■ **SOURCE DATA**:
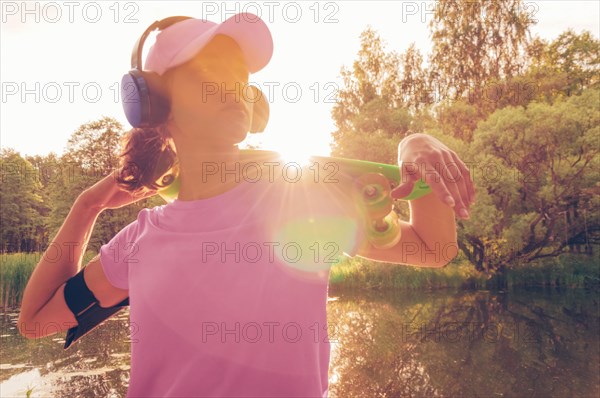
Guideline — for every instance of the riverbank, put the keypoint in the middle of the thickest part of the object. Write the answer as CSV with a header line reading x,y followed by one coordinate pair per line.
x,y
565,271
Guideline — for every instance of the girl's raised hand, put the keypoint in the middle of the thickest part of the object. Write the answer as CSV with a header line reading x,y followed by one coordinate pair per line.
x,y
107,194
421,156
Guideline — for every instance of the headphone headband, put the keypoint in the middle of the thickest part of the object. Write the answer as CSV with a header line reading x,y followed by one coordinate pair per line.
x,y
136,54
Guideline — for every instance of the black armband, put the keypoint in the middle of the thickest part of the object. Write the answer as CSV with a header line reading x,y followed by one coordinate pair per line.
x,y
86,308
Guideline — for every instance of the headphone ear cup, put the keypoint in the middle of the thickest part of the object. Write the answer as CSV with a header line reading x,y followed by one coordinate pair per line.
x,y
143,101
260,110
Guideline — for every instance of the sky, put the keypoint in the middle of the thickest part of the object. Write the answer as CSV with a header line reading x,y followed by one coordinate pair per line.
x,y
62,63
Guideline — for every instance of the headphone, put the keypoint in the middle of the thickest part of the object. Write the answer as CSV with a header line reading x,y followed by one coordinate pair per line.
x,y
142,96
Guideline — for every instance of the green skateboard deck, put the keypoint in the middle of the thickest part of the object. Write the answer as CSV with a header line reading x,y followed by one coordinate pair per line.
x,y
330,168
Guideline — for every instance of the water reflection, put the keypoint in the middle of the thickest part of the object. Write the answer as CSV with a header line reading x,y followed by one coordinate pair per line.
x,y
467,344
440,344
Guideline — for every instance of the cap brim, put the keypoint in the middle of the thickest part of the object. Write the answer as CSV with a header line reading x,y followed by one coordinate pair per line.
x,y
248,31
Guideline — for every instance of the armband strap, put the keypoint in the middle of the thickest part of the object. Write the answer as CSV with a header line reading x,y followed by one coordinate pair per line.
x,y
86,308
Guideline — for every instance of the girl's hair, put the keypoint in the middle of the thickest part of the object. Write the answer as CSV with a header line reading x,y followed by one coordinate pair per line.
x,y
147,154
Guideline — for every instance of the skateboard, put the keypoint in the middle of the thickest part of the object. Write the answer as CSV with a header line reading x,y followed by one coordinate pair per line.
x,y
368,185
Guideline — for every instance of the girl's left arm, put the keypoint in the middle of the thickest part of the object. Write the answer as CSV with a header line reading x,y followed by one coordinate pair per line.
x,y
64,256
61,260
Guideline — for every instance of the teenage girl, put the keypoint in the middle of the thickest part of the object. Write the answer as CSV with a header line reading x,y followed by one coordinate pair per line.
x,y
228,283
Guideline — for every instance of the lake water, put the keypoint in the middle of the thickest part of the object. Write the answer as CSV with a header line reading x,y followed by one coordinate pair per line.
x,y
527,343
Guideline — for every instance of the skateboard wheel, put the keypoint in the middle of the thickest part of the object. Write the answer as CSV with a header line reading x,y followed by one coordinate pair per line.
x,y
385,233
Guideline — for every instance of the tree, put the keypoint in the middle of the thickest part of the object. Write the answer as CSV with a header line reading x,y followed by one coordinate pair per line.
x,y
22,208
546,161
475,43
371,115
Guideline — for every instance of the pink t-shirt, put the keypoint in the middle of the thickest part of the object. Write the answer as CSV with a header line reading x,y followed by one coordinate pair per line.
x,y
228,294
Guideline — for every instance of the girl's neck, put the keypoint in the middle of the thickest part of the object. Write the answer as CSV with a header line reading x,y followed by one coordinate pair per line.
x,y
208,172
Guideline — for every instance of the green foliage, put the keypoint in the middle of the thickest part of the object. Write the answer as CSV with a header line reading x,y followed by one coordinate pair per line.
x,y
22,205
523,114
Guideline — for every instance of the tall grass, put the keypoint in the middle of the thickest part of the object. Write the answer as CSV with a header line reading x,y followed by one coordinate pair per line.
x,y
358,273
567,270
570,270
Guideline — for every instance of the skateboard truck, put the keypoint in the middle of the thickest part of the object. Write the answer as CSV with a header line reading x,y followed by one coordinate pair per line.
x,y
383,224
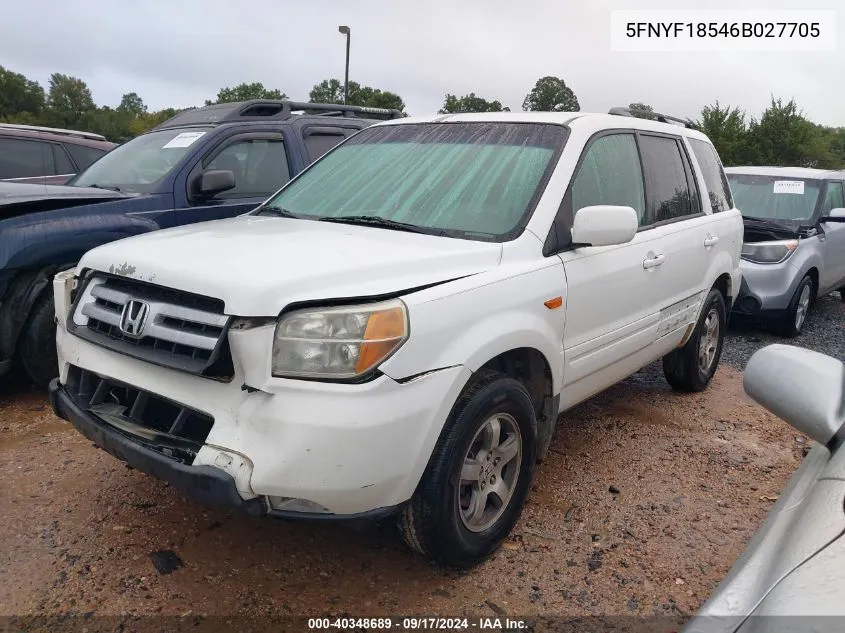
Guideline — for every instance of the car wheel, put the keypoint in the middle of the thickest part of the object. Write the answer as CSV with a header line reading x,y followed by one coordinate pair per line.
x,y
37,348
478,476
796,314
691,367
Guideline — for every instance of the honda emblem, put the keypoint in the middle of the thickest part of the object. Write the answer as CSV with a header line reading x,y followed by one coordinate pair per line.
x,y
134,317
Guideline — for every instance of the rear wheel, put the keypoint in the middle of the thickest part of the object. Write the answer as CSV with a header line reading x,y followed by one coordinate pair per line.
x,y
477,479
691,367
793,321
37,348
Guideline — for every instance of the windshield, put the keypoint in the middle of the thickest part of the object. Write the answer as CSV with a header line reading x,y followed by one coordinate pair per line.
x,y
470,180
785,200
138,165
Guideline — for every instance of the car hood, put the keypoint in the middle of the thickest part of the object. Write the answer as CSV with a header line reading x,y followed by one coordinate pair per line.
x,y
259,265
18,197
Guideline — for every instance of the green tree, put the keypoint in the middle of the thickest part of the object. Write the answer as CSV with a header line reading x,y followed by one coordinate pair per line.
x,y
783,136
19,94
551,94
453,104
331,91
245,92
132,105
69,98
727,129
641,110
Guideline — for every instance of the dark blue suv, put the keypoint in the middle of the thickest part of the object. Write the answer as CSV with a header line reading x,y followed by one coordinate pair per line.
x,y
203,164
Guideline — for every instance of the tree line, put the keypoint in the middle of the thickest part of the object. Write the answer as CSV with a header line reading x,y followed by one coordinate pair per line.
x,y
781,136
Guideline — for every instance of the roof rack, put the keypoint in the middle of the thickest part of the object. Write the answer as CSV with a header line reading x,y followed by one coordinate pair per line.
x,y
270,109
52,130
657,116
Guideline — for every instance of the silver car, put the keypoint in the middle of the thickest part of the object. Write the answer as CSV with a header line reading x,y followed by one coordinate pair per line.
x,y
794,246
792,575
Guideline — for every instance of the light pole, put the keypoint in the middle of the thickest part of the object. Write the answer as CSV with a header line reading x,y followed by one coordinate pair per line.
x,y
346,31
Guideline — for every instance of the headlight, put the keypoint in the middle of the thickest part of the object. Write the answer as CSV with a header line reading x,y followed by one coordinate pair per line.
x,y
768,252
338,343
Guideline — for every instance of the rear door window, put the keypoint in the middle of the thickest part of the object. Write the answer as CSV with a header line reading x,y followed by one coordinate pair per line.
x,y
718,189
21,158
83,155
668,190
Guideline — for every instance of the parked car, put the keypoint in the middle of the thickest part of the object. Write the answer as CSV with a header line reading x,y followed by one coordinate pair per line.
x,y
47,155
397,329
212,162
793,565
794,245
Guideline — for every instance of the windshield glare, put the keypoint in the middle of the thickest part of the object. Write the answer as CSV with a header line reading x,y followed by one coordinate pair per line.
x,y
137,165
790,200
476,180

---

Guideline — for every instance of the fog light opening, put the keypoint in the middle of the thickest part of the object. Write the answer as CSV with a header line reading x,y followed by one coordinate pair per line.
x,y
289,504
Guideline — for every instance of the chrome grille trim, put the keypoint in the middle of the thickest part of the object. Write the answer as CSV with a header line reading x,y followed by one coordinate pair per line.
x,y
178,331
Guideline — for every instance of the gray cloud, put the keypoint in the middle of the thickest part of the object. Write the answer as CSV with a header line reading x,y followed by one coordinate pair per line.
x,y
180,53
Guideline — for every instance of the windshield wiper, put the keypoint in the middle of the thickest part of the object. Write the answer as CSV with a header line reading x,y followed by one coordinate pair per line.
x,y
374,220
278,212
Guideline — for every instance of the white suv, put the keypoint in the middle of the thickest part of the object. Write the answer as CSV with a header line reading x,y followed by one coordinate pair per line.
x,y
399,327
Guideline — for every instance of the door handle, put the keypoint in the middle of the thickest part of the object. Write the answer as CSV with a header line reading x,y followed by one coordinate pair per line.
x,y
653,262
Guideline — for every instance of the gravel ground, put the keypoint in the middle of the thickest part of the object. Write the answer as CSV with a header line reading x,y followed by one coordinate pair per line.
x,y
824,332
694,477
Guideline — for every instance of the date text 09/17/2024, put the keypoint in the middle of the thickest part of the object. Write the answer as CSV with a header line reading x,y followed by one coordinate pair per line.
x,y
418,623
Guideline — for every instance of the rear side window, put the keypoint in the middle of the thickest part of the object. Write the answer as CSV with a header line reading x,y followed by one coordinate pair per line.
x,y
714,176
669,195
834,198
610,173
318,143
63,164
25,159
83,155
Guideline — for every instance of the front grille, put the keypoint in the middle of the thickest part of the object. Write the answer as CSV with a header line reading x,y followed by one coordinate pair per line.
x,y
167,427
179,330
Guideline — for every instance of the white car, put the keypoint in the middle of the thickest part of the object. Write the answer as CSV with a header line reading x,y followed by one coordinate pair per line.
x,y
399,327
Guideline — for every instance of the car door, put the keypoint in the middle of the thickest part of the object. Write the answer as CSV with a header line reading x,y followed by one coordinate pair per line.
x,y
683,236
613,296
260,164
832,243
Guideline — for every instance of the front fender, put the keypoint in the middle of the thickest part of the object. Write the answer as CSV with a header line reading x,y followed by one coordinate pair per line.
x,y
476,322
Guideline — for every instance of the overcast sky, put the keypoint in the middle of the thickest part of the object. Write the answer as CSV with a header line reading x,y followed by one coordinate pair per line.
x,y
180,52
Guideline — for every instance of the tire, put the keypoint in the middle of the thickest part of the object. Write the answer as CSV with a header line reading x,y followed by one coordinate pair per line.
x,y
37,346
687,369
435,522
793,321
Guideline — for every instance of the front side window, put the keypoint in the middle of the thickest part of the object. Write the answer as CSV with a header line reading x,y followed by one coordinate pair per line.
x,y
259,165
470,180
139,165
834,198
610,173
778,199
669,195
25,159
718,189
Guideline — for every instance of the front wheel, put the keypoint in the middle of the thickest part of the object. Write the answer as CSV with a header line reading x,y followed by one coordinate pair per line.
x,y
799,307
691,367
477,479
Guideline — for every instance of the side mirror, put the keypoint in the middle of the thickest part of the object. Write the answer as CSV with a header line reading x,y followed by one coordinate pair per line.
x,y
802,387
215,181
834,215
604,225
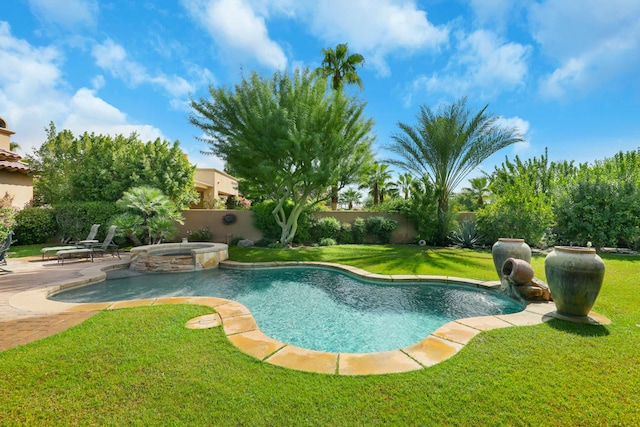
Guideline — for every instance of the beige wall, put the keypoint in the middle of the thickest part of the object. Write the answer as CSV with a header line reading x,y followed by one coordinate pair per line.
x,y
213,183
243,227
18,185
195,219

* * *

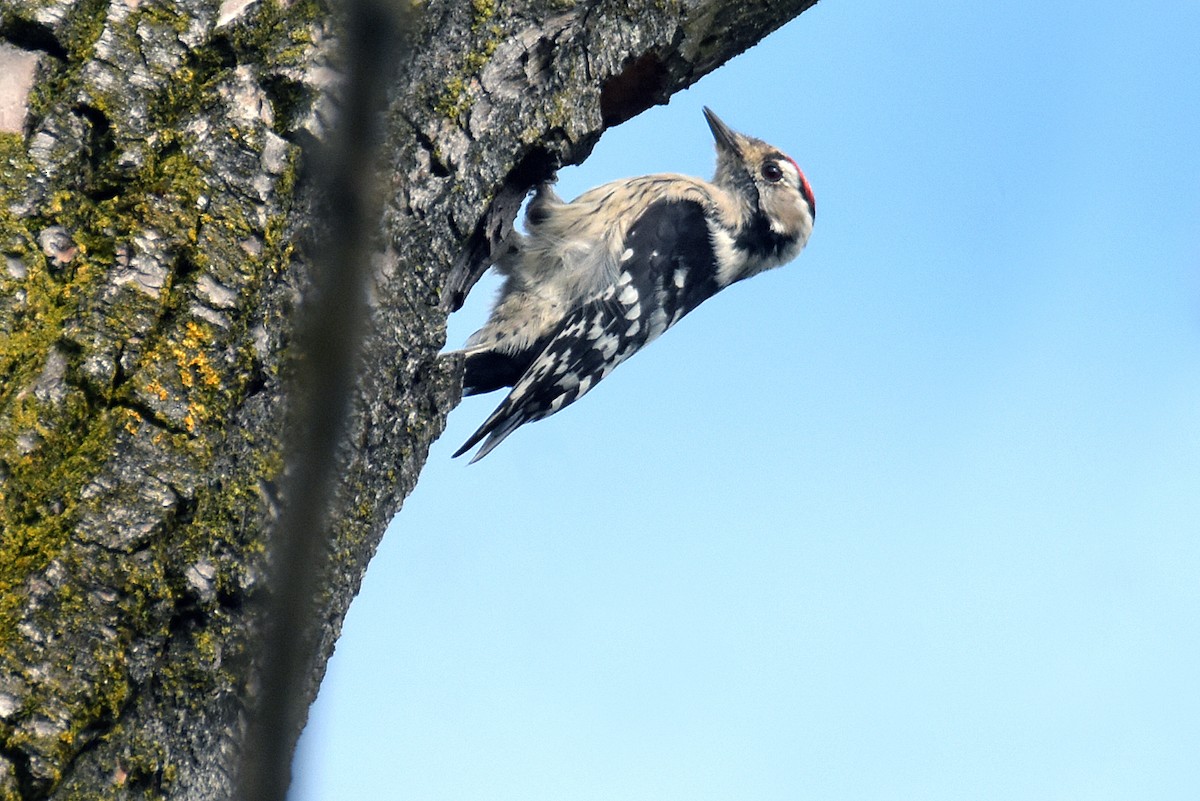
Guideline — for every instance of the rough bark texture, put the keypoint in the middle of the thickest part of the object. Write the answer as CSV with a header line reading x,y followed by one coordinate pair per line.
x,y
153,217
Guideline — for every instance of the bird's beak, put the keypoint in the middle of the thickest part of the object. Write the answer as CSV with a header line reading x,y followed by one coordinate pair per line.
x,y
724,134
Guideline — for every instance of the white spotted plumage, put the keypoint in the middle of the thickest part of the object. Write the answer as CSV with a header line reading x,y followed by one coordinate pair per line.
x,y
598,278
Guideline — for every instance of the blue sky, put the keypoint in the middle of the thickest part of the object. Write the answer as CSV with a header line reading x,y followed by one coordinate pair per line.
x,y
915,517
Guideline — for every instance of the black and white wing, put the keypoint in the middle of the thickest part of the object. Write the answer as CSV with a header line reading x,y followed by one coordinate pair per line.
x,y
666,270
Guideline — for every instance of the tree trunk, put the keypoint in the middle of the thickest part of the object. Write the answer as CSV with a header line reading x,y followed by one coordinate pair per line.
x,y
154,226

■ **WHAT TO WORK ON**:
Please count how many lines in the material contain the string "black" with matching case, and reply with that number alone.

■ **EXERCISE SOLUTION**:
2